Supplied text:
--
Okay. And, and for other individuals in the team who are not part of the security champions team, if they need support, if they need help, do they go to the champions or would they come directly to the, uh, to this curiosity?

00:11:34

Uh, they can come directly to the security team. Uh, I would not turn any developer away if they come and say help us do the right thing. Uh, however, uh, they can go to the security champion. They can go to the security champion and through them come to the partner, I'm open to like any interaction that they want to have.

00:11:52

Awesome. Awesome. And I think that's, uh, yeah, like I say, it's, uh, it's, it's turning into a real best practice. I think of having a security champions program and a really great way of developers almost like holding each other responsible for, for a high level of security practice within an organization within an engineering team. Um, which sounds good. Um, so let's talk a little bit about, um, how a pipeline in Twilio would, would work. So a developer, first of all, actually who owns that pipeline, do you have like dev ops style of teams is a, is that developers who kind of, uh, work on those pipelines as well? Who, where, where does the ownership? So,

00:12:31

So we have a platform team that owns the whole pipeline, which developers then use to sort of build their features or products on top of it. Uh, so essentially whenever we want to put tools in the pipeline, it's basically working with the platform team that owns those pipelines to sort of enable us. And in my opinion, like the team, the dev ops team that owns these pipelines are basically a secret sauce that enables security to succeed, because you're essentially going in and saying, I have a tool, which I want to put in your stuff, please let us do it. Hmm.

00:13:10

And, and so a developer now wants to push some, push some code into production. So they make their code changes at what stage what's the first stage do they start testing, uh, perhaps in an automated way or even manually, uh, first for security issues.

00:13:25

So for security issues, uh, the way we are trying to do it is have as many checks as possible in the pipeline, right? Uh, all the things from code ownership checks to secrets in code to, uh, dependency, security, static code analysis, all of that stuff, as early as we can and give feedback vs comments and pull requests or slack messages or combinations, or if it even works, we may even create tickets in the right teams queue if, uh, all of these automations set up, uh, work with each other.

00:14:00

And what's the, what's the most important way to get that feedback to a developer that there's an issue, how, you know, what's the, what's the feedback cycle and how does a developer expects to resolve those?

00:14:13

I think the developers would have is, uh, the true false positive rate should be pretty low. We have had a code analysis tools, submit comments on PRS and people actually look at them immediately. And one of my team's learning in the past is some of the tools that we have used have had a higher rate of false positives than others. And then people immediately look at those. If they see 10 high findings that need to be fixed because they want their car to be secure. But at the end of the day, if they find out that eight of those 10 are false positives, they're to lose trust in the tooling V run. Um, so I think that's a big, uh, important issue for me and my team is whatever we run, whatever we tell the developers to do and whatever type of feedback they give there needs to be that consistent higher rate of efficiency and less false positives, uh, to maintain trust and sort of get people to look at those.
--
Source material:
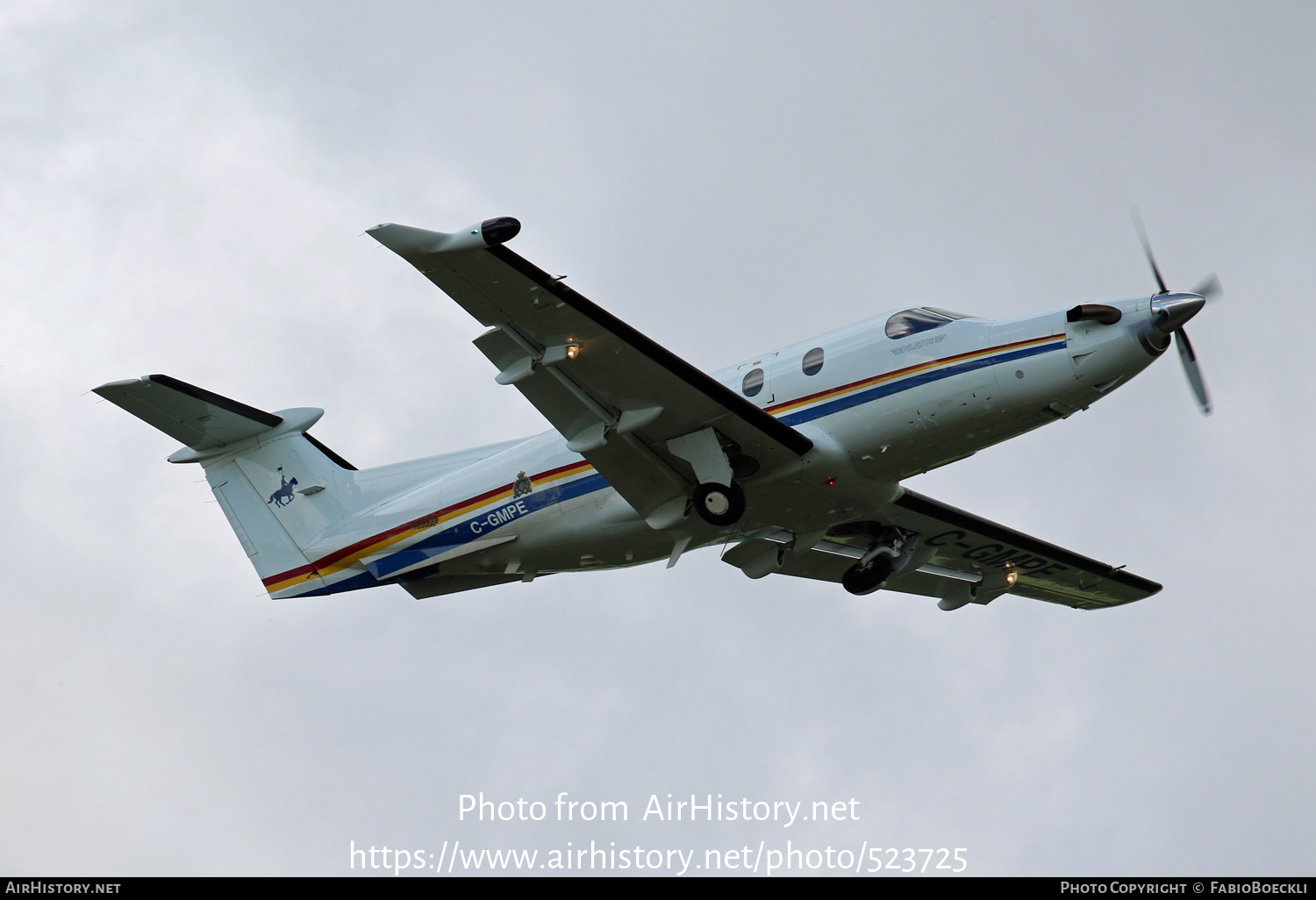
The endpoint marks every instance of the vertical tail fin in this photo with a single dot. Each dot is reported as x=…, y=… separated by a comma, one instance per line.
--
To do:
a - For each statement, say whether it agrees with the security pipeline interview, giving yes or no and quoting the words that settle it. (i) Developers who are not security champions may go straight to the security team for help. (ii) Each development team owns and runs its own pipeline. (iii) Developers tend to ignore comments that code analysis tools leave on their PRs.
b - Please carry the security pipeline interview on from its last line.

Written responses:
a -
(i) Yes: "they can come directly to the security team."
(ii) No: "we have a platform team that owns the whole pipeline"
(iii) No: "people actually look at them immediately."

b -
00:15:16

Yeah, I think, I think that's, uh, that's, uh, certainly one of the most important things I've seen as well in, in, in terms of when developers have time to, to, to, to fix, they don't want to fix things that are just frustrating them in terms of, yes, I know I've got, I see 20 issues here, but only two of them are real issues kind of, kind of, kind of a thing. Um, now that now, yes. Um, uh, sneak today and one of the questions, one of the big things, which we, which we care about as a, as a developer tool, uh, insecurity is how we make, uh, um, actionable information back to the developer. Um, in terms of, in terms of how much remediation and things you expect developers to, to do straight away or to, you know, due to their backlog, how important a push do you have on remediation and fixing vulnerabilities in, uh, within your security org?

00:16:12

It depends on the criticality of the issue. Uh, certainly we're not going to say here's a hundred issues, go fix all of them now, uh, the way we're trying to solve this is categorize those issues based on severity, fix availability, uh, exploiting charity, has this been exploded before? Is it in our edge service or not? And based on a bunch of factors, sort of categorize them and then use our wealth management standard, which has defined SLA for certain criticality within, uh, all of Twilio, and then use that to sort of private mediation, uh, in a slow but progressive manner versus trying to tackle everything at once.

00:16:54

And we'll talk about automation actually in, in a, in a little sec as well, go into more depth on that. But I think, you know, in terms of vulnerabilities that you find in your pipeline, you do know blocking right now today, I believe in your, in your pipeline, but talk, talk, talk us through some of the automation that you have that kind of, uh, generates those tickets for you.

00:17:13

Sure. So the first problem we tried to solve was code ownership because more often than not, you find a vulnerability, you dig it dig through to get to the source code, but then the next question is who does this even belong to? And more than ones in the past have done like a good blame to see who made changes, paying them what they may be offline may not be in the company then, you know, go down that sort of rabbit hole to finally figure out who owns that piece of code. So one may we're, uh, solving that problem at Twilio is asking engineers to put a about Yammel file in their code repos with basic metadata of that code that we want to know which team the codes owned by what your project they work off of, what's their slack channel, all of those things.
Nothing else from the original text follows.